*Показанный текст*.
______

Выбрать главу
*

Небо в самом деле приоткрывалось у входа туда, где совершалась молитва. С изменением литургической службы совершение некоторых погребальных церемоний и обрядов, связанных с особым почитанием Спасителя, было перенесено на паперть; именно здесь, встречая входящих, разворачивались картины из Апокалипсиса. В Сен-Бенуа-сюр-Луар они покрывали капители колокольни. В монастыре Сен-Савен в церковном притворе художники изобразили окруженного сферой Христа, простирающего руки; рядом два ангела держат орудия Страстей. Спасителя окружают странные фигуры, явившиеся апостолу Иоанну.

Но прежде чем засияет свет Агнца, четыре ангела, держащие четыре земных ветра, поднесут ко рту трубы, и все будет разрушено. Это означает, что живому или мертвому человеку, переступающему порог храма, в первую очередь подобает уничтожить в себе зерна порчи, отречься от всего — от оружия, богатства, ближних, даже от собственной воли, как отрекается монах, принося обет послушания. Тогда человек сможет примкнуть к великому шествию.

Спасенные народы будут ходить во свете его, и цари земные принесут в него славу и честь свою. Ворота его не будут запираться днем, а ночи там не будет. И принесут в него славу и честь народов; и не войдет в него ничто нечистое и никто преданный мерзости и лжи, а только те, которые написаны у Агнца в книге жизни[80].

______

*Раздел данных*.
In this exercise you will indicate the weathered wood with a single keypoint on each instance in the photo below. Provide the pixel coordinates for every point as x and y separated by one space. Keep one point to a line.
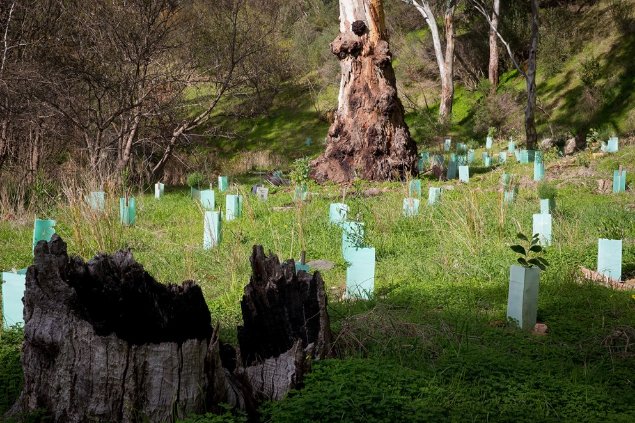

______

*Поставленная задача*. Что в Сен-Бенуа-сюр-Луар покрывали картины из Апокалипсиса, согласно тексту о паперти храма?

*Выполненное задание*. Капители колокольни.